▶ _Exercise directions_
Your output must consist solely of the lines from the one containing "Put a dot on every instance of the pole" through the end of the records, reproduced exactly.

▶ _Data shown_
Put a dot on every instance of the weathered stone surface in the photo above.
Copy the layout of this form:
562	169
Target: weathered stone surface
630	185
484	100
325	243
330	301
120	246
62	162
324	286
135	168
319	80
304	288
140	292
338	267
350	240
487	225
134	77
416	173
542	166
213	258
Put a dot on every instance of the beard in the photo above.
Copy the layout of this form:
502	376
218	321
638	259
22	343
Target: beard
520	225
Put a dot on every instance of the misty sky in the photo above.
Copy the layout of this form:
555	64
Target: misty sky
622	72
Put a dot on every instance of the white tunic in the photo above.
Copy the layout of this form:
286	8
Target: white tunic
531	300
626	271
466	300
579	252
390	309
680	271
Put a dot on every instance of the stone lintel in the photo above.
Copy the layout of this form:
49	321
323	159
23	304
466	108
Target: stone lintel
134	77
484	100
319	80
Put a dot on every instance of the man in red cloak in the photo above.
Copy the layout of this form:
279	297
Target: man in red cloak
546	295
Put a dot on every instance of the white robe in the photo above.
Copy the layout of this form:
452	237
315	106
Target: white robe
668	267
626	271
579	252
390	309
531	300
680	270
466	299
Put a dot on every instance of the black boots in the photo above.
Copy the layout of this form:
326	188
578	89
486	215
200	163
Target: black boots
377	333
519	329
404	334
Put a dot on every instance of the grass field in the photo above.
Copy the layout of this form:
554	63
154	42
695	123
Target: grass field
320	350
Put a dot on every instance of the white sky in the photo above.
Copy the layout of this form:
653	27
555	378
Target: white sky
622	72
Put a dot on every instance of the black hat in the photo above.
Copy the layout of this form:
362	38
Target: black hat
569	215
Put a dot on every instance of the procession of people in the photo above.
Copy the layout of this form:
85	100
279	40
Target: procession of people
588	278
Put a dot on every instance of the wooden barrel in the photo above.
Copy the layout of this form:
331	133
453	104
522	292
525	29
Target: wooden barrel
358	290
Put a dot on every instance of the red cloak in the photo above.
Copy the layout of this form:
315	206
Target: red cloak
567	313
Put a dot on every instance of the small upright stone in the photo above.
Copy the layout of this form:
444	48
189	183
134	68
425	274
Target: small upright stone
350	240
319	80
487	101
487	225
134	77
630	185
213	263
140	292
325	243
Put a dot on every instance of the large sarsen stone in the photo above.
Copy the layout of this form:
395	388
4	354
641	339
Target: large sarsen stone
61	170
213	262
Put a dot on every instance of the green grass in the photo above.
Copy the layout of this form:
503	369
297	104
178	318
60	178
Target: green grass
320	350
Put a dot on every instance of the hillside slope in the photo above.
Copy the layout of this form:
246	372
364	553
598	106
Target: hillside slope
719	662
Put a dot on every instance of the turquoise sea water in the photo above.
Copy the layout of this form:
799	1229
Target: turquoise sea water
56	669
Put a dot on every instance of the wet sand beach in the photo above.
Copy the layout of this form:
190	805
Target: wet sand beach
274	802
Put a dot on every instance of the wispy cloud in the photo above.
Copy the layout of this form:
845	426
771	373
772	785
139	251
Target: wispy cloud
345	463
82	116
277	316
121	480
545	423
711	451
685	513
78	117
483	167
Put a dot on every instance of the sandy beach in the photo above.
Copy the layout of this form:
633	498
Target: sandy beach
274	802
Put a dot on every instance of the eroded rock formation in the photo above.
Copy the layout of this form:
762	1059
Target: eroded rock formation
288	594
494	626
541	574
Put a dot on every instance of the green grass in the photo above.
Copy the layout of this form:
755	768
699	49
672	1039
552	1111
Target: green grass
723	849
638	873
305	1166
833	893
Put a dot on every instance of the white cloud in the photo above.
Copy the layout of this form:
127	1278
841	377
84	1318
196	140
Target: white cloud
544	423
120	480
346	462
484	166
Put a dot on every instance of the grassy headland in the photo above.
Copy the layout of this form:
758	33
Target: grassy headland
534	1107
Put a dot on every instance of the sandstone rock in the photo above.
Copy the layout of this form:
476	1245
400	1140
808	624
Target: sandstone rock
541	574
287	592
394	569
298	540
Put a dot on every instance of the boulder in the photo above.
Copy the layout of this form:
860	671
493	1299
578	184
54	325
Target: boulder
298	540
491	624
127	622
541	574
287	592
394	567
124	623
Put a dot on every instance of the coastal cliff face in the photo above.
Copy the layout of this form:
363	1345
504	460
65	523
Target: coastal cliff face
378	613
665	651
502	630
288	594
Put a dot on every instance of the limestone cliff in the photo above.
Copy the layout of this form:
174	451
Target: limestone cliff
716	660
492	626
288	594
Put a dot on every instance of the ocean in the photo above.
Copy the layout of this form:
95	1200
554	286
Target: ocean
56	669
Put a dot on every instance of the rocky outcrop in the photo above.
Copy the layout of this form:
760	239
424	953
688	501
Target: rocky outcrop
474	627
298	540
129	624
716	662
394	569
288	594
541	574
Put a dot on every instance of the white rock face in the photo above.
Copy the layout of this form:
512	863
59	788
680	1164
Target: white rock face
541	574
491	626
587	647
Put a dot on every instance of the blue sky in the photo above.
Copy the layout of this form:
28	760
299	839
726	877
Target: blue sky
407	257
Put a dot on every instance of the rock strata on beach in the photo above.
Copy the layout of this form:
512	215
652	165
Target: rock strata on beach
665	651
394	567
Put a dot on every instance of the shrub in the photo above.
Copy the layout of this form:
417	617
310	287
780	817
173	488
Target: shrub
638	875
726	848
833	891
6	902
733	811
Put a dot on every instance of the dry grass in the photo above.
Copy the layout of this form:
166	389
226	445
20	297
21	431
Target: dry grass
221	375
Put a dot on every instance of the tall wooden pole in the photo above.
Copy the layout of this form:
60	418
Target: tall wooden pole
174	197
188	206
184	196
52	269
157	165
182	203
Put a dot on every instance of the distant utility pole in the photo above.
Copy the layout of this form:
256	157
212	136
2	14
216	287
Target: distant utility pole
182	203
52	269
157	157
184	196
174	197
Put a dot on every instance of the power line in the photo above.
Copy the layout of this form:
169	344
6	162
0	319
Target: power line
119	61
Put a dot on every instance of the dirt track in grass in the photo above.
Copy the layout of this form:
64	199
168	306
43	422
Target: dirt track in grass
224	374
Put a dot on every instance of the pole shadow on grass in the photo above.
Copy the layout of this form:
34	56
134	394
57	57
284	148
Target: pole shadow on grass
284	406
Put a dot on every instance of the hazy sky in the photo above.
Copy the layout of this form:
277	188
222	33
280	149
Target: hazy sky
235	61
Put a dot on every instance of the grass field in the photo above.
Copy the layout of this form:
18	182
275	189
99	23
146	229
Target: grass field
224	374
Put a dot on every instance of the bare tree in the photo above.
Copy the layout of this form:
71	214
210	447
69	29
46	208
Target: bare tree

▶ _Task output_
Put a dot on every instance of the pole shadow on grass in the photo above.
Copy the layout of this form:
34	56
134	394
57	57
284	148
Target: pole shadow on grass
284	406
Put a dot on every instance of the hazy sky in the photo above.
Copy the layout of this form:
277	188
222	33
280	149
Target: hazy sky
235	61
Put a dot on every instance of the grass field in the photo above.
Copy the layout of this form:
18	182
275	189
99	23
146	229
Target: grass field
224	374
Put a dot on every instance of the bare tree in the photo above.
Copy the layout of this form:
71	214
210	447
69	29
46	208
Target: bare tree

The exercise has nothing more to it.